TASK DESCRIPTION — The lines from the start of the listing through the line containing "Target: sofa cushion" should be printed exactly, and no other lines should be printed.

DATA SUPPLIED —
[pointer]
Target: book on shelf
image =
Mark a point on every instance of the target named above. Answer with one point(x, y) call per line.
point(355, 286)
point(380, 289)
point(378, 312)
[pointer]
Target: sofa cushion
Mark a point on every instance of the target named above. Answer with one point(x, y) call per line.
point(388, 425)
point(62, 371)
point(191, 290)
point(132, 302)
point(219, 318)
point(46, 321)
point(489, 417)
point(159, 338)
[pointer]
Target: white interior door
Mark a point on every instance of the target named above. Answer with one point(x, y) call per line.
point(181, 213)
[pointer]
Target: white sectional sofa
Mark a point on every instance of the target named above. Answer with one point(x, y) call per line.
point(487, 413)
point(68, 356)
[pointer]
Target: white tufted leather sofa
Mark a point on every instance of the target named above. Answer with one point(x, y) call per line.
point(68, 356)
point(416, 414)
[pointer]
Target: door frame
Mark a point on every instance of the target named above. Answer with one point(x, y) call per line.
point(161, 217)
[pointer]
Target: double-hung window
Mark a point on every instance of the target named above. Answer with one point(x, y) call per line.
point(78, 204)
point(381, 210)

EXERCISE RESULT —
[pointer]
Target: book on shelf
image =
Mark a point on every instance of the target named above. Answer with one point(x, y) call per line.
point(355, 286)
point(380, 289)
point(378, 312)
[pointer]
Target: sofa cushion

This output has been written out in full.